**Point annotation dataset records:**
....
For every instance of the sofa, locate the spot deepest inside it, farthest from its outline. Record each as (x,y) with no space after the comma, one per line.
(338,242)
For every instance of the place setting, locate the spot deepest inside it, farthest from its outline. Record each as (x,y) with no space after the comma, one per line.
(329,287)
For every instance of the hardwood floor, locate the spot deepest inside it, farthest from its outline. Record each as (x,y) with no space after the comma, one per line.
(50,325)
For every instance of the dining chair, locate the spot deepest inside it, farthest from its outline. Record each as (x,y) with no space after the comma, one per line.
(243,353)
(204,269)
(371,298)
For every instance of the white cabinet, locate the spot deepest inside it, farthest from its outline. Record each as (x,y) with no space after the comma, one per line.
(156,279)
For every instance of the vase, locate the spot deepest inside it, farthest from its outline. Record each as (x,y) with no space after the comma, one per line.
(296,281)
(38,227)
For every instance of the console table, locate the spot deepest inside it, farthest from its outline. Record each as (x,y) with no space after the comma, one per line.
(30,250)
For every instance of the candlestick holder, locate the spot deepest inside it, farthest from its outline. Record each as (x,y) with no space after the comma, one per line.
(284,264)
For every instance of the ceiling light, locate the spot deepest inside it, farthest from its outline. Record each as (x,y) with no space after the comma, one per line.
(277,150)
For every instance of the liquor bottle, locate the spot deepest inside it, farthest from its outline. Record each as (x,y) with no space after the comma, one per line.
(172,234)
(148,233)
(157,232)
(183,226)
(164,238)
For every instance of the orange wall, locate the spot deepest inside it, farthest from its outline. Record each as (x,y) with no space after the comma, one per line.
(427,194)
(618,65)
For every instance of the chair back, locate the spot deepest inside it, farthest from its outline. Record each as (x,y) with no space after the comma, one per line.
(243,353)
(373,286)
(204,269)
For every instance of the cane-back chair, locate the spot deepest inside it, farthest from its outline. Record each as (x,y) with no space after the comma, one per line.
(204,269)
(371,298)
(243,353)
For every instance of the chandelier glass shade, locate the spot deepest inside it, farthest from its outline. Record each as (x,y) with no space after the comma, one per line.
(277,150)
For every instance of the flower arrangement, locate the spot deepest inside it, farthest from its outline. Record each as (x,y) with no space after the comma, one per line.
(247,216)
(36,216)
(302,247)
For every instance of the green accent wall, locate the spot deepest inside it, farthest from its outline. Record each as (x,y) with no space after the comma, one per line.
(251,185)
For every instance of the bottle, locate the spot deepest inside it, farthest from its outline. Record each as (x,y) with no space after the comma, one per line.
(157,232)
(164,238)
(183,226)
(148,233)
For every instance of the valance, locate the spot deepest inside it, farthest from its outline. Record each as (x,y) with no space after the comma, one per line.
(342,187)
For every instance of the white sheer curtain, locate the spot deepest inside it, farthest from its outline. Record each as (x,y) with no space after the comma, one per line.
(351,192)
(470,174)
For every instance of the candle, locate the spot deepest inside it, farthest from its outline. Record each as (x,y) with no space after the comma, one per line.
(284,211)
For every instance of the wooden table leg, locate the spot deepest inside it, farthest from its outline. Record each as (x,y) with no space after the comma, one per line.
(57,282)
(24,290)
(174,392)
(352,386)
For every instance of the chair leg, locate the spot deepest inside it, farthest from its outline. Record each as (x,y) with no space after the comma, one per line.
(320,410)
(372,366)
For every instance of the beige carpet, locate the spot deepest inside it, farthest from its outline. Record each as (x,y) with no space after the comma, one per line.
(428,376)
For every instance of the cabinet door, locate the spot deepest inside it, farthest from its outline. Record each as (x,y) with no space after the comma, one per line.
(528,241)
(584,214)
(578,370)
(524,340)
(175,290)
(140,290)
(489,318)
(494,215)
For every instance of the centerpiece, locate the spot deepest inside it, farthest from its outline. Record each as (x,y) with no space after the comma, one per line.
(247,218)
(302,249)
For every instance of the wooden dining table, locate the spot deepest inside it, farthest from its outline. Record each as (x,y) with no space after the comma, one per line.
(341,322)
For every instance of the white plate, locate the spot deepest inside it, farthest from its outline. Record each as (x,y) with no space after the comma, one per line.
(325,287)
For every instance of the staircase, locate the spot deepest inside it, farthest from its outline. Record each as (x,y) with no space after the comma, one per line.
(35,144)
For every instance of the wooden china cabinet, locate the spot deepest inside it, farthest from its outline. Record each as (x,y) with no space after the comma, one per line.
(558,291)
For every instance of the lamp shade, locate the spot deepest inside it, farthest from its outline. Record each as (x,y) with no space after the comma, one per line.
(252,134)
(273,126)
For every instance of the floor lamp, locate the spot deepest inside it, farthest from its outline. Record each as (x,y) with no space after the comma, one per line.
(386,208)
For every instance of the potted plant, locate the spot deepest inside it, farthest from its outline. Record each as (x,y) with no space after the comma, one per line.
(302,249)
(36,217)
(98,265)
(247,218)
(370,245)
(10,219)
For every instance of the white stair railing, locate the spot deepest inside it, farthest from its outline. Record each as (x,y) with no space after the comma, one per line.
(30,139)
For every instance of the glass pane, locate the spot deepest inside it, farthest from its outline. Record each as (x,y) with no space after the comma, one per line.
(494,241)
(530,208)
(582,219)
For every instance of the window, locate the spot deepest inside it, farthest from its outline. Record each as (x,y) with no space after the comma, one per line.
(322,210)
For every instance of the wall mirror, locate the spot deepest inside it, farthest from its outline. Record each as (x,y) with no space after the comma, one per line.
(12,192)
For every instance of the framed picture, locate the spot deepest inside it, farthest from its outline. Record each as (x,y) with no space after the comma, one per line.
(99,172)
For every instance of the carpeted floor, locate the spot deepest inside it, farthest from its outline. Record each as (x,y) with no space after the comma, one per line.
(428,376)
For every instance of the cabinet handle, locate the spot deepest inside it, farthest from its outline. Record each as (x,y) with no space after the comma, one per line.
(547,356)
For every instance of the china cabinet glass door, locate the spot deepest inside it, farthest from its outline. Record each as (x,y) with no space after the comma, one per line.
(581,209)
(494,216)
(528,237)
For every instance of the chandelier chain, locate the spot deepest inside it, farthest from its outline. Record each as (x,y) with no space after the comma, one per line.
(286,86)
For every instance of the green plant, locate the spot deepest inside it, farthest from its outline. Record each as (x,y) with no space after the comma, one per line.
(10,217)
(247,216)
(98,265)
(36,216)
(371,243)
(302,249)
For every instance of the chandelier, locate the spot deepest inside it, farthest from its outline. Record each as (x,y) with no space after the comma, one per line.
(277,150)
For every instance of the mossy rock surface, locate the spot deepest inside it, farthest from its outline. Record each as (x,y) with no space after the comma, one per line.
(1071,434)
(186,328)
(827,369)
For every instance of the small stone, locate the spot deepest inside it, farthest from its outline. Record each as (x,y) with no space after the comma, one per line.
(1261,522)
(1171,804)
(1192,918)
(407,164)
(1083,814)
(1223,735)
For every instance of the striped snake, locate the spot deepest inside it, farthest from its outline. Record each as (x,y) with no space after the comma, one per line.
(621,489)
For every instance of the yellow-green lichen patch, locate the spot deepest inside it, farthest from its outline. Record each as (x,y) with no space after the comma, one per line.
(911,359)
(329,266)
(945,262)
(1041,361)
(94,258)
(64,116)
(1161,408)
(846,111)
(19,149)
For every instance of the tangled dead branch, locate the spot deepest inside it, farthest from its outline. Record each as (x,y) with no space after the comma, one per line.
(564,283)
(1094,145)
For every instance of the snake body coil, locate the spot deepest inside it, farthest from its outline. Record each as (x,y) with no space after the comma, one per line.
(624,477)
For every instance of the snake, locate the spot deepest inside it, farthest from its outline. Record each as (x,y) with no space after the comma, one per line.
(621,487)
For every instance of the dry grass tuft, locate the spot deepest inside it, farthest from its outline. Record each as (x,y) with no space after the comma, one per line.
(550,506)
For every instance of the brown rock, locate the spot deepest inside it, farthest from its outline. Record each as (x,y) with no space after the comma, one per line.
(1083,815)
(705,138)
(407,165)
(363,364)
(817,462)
....
**Written instruction:**
Give again only the lines starting at the one that contains "For every instance of the small" and running to the end of the data.

**The solution:**
For every instance of the small stone, locate the spot deepest inside it, farthest from its outline. Record each as (x,y) with no space after the comma, one per line.
(1261,522)
(1171,804)
(1192,918)
(407,164)
(1083,814)
(1223,735)
For every instance of the striped snake, locate the spot deepest inside it, farthest from its outline. Record each as (x,y) with no space after the comma, one per line.
(621,489)
For every instance of the yellow-green lichen patch, locate the spot deepest inside it, farthest from its outline. Record each as (x,y) with no space after the comma, one per line.
(911,359)
(329,266)
(945,262)
(1041,361)
(94,258)
(64,116)
(1161,408)
(846,111)
(19,149)
For every instance of the tangled dead branch, locate the spot deepest inside it, farthest from its outline. Record each as (x,y) with no space after the comma, one per line.
(564,283)
(1094,145)
For every instance of the snake body coil, locate the spot deepest inside it, farthest from its outline. Record each as (x,y) with no space after the comma, one per line.
(624,477)
For every instance of the snake, locate the spot deepest inside it, farthest from its outline. Record each as (x,y) with no space after the comma, one per line.
(621,487)
For every instance of the dry grass tuft, locate the spot deepest inside it, farthest from its outline. Record each as (x,y) with no space after the comma, one per line.
(550,506)
For every instance of the brown rock, locate the spot deepest inside it, farthest from its outline. Record each as (x,y) with no space after the comma, one per line.
(1083,815)
(705,138)
(407,165)
(363,364)
(817,462)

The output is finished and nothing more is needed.